Task directions:
Go through the records and filter out every line lacking the word "below"; copy the lines that remain.

Segment Start: Data provided

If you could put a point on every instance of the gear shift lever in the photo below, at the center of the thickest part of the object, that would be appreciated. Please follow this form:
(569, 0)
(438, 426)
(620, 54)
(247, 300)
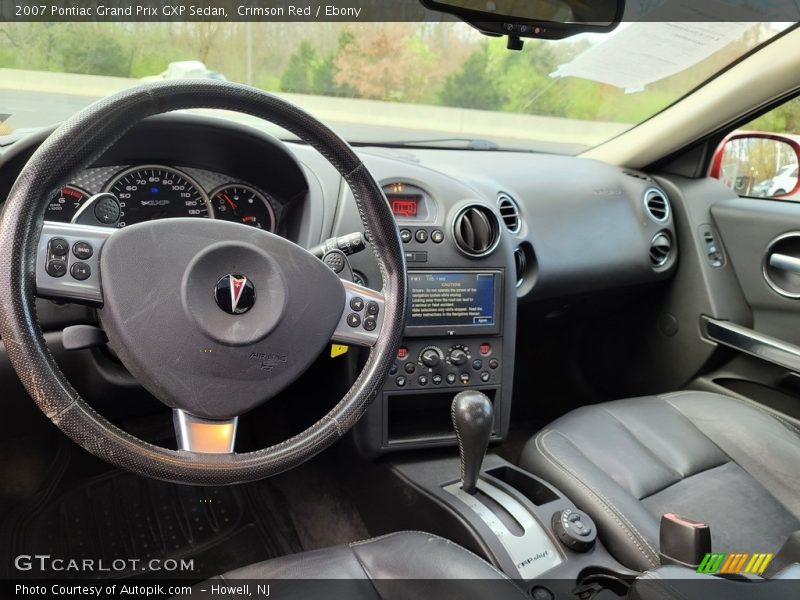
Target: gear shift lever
(473, 417)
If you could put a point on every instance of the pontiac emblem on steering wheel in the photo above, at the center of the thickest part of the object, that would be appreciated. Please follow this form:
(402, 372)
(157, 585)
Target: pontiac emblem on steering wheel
(235, 294)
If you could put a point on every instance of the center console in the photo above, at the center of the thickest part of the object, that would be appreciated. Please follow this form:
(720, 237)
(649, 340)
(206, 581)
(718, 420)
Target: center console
(460, 324)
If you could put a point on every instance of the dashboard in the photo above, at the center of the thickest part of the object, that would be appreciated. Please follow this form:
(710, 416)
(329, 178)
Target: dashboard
(483, 232)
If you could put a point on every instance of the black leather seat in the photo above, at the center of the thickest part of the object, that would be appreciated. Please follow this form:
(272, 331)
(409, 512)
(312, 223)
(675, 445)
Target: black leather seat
(399, 565)
(723, 461)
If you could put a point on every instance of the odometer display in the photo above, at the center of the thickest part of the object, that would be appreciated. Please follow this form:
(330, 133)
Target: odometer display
(65, 204)
(155, 192)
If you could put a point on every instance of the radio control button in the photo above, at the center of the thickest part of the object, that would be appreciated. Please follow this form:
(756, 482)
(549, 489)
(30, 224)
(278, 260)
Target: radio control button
(59, 246)
(56, 268)
(80, 271)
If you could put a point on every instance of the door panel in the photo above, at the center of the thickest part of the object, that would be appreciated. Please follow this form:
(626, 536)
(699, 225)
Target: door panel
(748, 229)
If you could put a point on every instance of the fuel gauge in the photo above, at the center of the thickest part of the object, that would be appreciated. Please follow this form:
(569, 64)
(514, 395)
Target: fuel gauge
(243, 204)
(65, 204)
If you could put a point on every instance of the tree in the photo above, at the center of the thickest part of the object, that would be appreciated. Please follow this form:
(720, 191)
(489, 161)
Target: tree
(476, 85)
(299, 74)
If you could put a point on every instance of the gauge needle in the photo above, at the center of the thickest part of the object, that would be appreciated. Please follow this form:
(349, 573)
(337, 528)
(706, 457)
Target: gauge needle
(230, 202)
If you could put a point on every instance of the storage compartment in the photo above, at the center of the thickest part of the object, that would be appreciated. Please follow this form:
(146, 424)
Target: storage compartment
(527, 485)
(414, 417)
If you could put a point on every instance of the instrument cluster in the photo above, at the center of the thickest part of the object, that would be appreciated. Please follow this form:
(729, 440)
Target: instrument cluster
(121, 196)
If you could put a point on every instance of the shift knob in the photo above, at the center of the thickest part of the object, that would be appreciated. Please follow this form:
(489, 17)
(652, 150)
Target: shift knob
(473, 417)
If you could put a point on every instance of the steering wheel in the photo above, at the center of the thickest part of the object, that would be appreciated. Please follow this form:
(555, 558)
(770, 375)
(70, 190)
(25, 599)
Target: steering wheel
(213, 318)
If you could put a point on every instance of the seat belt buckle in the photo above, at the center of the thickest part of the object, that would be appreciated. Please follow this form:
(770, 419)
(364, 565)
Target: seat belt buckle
(683, 541)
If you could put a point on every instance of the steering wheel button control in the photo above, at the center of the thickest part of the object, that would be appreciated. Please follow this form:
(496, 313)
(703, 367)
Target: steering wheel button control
(80, 271)
(58, 247)
(82, 250)
(56, 268)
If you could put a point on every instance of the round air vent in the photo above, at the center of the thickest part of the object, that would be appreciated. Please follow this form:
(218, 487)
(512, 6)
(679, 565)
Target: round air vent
(656, 205)
(509, 212)
(476, 230)
(660, 249)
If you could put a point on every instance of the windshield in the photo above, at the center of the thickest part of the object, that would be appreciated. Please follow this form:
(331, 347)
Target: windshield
(427, 83)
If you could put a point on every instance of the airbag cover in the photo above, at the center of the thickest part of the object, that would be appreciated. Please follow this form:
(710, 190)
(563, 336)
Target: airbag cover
(162, 319)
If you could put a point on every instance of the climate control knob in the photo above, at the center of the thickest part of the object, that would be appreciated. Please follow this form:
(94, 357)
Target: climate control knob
(458, 357)
(430, 358)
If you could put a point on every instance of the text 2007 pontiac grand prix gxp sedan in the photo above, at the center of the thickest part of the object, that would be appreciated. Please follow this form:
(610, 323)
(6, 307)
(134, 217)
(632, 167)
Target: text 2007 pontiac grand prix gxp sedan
(519, 280)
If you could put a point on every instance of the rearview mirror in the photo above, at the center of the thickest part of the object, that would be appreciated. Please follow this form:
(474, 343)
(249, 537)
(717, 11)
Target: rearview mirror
(547, 19)
(759, 165)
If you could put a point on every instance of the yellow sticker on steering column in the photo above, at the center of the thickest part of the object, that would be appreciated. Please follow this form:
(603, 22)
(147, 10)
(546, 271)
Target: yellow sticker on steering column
(338, 350)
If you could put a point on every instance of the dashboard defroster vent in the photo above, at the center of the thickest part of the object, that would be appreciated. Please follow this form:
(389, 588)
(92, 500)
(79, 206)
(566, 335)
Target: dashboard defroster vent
(509, 212)
(656, 205)
(476, 230)
(660, 249)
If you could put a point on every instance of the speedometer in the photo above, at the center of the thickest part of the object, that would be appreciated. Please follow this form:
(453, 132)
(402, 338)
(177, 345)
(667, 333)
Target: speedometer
(154, 192)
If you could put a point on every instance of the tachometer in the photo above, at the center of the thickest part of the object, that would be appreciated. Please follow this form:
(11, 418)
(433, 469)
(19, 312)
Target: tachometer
(154, 192)
(243, 204)
(65, 204)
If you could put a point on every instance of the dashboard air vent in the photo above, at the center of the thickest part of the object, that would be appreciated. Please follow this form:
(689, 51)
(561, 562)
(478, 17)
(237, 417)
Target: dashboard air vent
(660, 249)
(656, 205)
(509, 212)
(476, 230)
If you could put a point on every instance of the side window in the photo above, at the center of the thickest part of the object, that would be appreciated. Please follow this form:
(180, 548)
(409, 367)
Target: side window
(761, 159)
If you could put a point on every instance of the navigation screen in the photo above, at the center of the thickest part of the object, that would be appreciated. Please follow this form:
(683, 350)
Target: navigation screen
(451, 299)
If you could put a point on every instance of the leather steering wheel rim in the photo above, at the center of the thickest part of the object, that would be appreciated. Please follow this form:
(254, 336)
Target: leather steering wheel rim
(76, 144)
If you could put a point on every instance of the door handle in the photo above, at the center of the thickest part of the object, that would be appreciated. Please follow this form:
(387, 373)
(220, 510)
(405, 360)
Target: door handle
(785, 262)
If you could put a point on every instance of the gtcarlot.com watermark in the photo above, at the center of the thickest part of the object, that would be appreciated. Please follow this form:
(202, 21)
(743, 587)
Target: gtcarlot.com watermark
(48, 563)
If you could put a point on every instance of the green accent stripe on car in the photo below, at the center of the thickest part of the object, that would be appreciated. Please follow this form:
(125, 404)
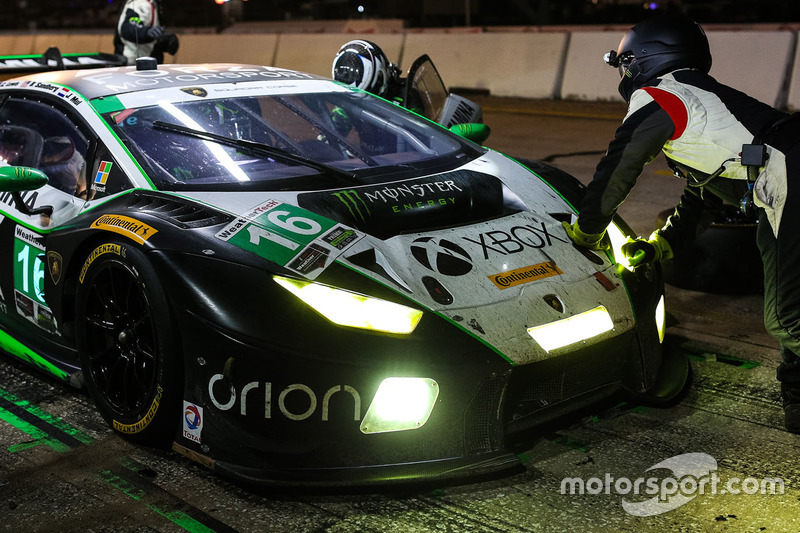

Segment End: Data provided

Solution to the problem:
If you could put a point on every instance of the gear shift lever in the photo below, at the center of the thickest part of the object, that would be appreciated. Please follow this form:
If you could put a point on every instance of the green accent stripe on car in the photo below, at the center of the thickest part of the object, that would be appreciated. Please follow this form:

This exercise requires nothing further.